:: Extrait choisi

Cet entretien réalisé par PositionsRevue se fait à la suite de la tribune publiée début juillet, que vous pouvez retrouver à l’adresse suivante : https://urcommuniste.fr/2025/07/11/appel-rassemblement-jeunes-communistes/ . Il donne la parole à Quentin LM (ancien secrétaire fédéral des Jeunes Communistes du Nord) et Naïm Bouamama (ancien secrétaire à la formation des Jeunes Communistes du Nord),
Un regard critique sur ce que nous avons vécu, et sur ce qu’il reste à faire
Quelle a été votre expérience au MJCF ?
Nous sommes avant tout les héritiers d’un contexte et d’une génération de militant.e.s de la « reconstruction ». Le MJCF avait presque disparu à la fin des années 1990 / début 2000 et s’est reconstruit presque à partir de rien. Les bases théoriques et pratiques avaient, elles, complètement disparu. Nous faisons partie de cette génération qui a dû rechercher et questionner le passé pour reconstruire le présent.
Pour des jeunes ayant l’envie de s’organiser contre le système capitaliste, le MJCF représentait tout de même à l’époque (à partir de 2005) l’organisation de jeunesse la plus dynamique et la plus sérieuse pour y mener des combats politiques. Comme de nombreux camarades qui ont adhéré à un moment au MJCF, on y est d’abord entré pour changer la société et combattre les inégalités. Ça faisait sens de faire partie d’une organisation qui réunissait les « jeunes communistes », même sans en comprendre parfaitement le sens. Quand on adhère à la JC, c’est parce que c’est la seule force qui organise assez massivement les jeunes de ce pays sur des bases anticapitalistes. Et comme beaucoup de camarades, on y a consacré un nombre incalculable d’heures pour construire cette organisation. Nous avons dans le même temps recherché, développé des outils pour nous former, pour être plus efficaces sur le terrain. Sur la base d’actions, de manifestations, de débats, de lectures, de réunions publiques, la JC a donc pu représenter une véritable école de formation.

::::
:: Données fournies

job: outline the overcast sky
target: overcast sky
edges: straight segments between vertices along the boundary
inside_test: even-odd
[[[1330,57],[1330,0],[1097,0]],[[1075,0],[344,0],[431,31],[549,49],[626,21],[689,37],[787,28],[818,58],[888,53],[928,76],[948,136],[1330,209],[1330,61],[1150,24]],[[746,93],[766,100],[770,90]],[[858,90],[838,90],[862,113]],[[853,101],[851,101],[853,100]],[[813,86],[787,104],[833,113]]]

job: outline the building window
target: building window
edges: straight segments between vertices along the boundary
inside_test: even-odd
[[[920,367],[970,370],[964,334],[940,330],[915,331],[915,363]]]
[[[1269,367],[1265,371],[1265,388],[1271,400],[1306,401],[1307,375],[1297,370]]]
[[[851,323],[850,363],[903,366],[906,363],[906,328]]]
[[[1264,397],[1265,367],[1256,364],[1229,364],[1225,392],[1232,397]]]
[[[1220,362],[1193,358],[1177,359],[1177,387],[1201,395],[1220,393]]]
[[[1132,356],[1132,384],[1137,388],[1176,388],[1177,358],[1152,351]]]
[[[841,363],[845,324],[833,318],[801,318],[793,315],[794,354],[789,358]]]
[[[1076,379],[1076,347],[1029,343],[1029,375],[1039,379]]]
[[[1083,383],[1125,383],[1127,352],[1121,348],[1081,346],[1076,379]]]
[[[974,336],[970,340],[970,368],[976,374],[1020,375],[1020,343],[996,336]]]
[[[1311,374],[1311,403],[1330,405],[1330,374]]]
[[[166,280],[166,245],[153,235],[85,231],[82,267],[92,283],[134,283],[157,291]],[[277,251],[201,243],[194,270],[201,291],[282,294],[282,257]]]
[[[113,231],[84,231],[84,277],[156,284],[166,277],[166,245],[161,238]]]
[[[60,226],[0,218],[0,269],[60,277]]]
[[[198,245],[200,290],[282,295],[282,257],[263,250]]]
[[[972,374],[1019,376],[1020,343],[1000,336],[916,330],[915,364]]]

::::

■ Consigne
Répondez à ces questions à partir de l'entretien ci-dessus :
(a) Qui a réalisé cet entretien ?
(b) À quelle période le MJCF avait-il presque disparu ?
(c) À partir de quelle année le MJCF représentait-il l'organisation de jeunesse la plus dynamique et la plus sérieuse ?

■ Corrigé
(a) PositionsRevue.
(b) À la fin des années 1990 / début 2000.
(c) À partir de 2005.